BRANO PROPOSTO:
L’allarme è dell’Ordine degli psicologi del Fvg.
Sembra la soluzione più facile, ma in realtà apre la porta a dipendenze e al peggioramento dei sintomi. Contro l’ansia e le paure reiterate e continue da Covid-19 anche i friulani hanno pensato di rivolgersi ad antidepressivi, ansiolitici e psicofarmaci con un trend in crescita che preoccupa l’Ordine degli psicologi del Friuli Venezia Giulia.
“È innegabile che la pandemia continui a generare a tutti i livelli e in tutte le fasce d’età insicurezze e stati d’ansia generalizzati che comportano insonnia, agitazione, pensieri sgradevoli, alle volte blocco del pensiero e dell’azione – dichiara il presidente dell’Ordine degli psicologi del Friuli Venezia Giulia, Roberto Calvani –, ma questo non giustifica il ricorrere in maniera acritica, e molte volte senza alcun tipo di controllo specialistico, a categorie di farmaci che possono essere utilizzati in modo inappropriato anche con nefaste auto-terapie”.
Soprattutto gli under 40 sembrano fra i più colpiti da ansie e senso di isolamento e smarrimento. In media si stima che in Italia ogni giorno vengano consumate 50 dosi di benzodiazepine per mille abitanti, poco meno le dosi di antidepressivi, 40 al giorno per mille abitanti.

SERIE DI COMPITI:
1. Rispondi in base al brano sull'uso di psicofarmaci durante la pandemia:
(a) Chi è il presidente dell'Ordine degli psicologi del Friuli Venezia Giulia?
(b) Quale fascia d'età sembra fra le più colpite da ansie e senso di isolamento?
(c) Quante dosi di antidepressivi al giorno per mille abitanti si stima vengano consumate in Italia?
2. Trascrivi senza modifiche la parte del brano da "Soprattutto gli under" a "per mille abitanti.".

I DATI:
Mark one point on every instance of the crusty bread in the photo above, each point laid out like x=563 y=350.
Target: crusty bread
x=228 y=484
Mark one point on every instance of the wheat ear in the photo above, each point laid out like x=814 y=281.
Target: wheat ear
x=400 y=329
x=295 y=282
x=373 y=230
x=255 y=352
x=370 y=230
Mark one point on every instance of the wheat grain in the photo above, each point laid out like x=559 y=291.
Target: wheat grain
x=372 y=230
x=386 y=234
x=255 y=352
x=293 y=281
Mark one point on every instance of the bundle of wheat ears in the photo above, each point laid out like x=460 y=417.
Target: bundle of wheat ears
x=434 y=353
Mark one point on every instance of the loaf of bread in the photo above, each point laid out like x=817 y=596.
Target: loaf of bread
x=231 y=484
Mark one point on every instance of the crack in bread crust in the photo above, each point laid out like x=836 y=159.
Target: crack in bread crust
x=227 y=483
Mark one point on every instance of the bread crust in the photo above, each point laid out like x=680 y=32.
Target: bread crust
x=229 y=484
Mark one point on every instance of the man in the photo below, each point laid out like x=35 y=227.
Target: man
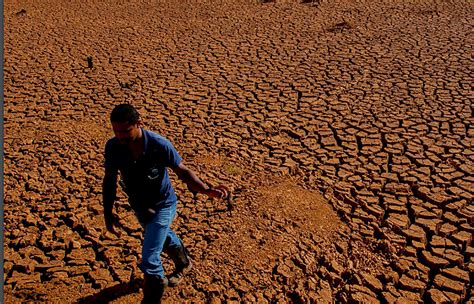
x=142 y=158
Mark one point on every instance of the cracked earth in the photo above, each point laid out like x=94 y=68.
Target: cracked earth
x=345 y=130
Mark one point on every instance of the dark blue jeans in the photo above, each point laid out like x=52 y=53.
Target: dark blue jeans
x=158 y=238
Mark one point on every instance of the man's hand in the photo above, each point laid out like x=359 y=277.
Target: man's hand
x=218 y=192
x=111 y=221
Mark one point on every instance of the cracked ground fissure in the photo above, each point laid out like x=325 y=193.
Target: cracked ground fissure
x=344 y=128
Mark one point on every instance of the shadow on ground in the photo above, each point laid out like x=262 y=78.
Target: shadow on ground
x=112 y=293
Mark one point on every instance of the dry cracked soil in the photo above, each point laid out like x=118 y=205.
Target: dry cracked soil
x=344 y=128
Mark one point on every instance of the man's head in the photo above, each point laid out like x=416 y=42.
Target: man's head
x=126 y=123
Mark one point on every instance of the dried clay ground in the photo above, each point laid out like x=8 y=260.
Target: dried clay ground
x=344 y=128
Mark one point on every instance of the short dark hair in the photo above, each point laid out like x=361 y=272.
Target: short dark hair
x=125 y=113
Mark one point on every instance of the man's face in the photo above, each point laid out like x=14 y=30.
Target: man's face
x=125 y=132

---

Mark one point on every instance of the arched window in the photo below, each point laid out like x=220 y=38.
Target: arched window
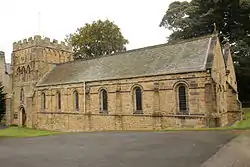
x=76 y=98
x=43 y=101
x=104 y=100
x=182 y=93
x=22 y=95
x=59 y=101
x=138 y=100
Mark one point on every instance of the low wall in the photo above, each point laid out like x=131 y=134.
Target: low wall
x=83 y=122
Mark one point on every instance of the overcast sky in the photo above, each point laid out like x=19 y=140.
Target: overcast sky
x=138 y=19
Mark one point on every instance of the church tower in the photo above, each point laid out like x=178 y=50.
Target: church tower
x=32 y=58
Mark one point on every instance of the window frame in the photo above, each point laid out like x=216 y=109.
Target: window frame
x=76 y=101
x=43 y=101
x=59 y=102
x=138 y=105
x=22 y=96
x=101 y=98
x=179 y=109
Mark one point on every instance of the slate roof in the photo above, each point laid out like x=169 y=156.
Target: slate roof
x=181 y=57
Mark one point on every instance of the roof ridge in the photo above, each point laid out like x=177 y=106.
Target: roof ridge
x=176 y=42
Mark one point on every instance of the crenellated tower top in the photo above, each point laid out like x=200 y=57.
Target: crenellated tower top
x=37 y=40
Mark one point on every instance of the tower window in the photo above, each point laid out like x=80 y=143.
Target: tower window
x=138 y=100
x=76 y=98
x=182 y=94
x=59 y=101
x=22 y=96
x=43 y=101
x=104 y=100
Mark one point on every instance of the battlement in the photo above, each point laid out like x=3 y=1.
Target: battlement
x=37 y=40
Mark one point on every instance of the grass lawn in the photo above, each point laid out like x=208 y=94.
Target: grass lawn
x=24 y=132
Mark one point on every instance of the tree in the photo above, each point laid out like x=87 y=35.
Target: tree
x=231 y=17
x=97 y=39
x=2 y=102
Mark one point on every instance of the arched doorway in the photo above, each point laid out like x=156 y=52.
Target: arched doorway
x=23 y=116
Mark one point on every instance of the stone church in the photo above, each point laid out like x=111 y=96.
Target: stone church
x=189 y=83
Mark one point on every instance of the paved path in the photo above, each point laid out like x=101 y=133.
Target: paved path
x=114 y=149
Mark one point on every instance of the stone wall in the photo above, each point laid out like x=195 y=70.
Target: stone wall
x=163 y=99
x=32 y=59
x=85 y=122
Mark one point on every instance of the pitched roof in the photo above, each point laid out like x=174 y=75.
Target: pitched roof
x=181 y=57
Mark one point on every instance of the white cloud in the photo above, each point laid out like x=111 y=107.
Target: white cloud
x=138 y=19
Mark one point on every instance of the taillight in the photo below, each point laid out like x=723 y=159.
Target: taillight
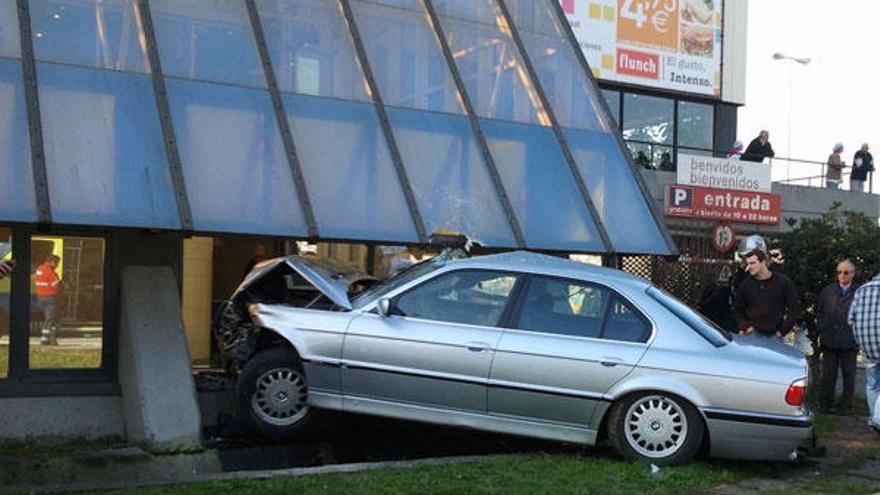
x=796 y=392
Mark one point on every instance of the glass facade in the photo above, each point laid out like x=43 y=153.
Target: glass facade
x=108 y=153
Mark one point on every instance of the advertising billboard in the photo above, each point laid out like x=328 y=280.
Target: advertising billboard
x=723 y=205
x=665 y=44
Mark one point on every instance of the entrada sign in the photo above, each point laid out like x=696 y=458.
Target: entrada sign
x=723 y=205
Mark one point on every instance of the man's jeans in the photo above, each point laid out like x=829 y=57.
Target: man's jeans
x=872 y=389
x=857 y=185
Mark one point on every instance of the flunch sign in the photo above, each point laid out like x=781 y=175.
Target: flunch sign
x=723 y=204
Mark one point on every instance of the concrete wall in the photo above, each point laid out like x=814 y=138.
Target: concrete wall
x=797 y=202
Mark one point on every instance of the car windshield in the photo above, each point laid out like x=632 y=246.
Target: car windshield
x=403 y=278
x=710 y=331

...

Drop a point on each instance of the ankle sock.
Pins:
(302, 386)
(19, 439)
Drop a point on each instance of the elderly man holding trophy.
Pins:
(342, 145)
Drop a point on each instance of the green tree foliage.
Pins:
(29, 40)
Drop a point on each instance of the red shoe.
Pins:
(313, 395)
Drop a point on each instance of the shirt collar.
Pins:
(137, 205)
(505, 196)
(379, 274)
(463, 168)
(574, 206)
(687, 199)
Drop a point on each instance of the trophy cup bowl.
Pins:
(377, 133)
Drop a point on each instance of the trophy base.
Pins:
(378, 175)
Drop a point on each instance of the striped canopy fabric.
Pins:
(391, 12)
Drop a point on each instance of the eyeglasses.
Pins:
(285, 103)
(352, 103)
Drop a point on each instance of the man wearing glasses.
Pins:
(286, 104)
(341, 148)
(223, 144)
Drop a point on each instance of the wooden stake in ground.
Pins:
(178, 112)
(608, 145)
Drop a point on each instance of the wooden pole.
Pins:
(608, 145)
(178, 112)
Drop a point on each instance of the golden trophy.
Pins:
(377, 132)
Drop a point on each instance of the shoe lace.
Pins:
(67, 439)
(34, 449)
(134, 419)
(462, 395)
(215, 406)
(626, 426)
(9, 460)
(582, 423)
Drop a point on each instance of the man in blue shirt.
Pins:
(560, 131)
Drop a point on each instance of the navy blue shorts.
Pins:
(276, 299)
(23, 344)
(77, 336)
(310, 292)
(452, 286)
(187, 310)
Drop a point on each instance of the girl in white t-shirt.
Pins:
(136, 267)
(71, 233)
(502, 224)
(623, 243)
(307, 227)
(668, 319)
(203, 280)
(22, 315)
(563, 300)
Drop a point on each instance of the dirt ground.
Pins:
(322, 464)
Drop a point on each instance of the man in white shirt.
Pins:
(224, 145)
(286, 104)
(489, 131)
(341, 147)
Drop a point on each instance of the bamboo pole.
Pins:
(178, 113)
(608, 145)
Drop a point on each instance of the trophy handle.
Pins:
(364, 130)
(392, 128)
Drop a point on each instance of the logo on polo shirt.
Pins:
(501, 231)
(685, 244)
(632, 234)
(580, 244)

RISPOSTE AI COMPITI:
1.
(a) Roberto Calvani.
(b) Gli under 40.
(c) 40 dosi al giorno per mille abitanti.

2.
Soprattutto gli under 40 sembrano fra i più colpiti da ansie e senso di isolamento e smarrimento. In media si stima che in Italia ogni giorno vengano consumate 50 dosi di benzodiazepine per mille abitanti, poco meno le dosi di antidepressivi, 40 al giorno per mille abitanti.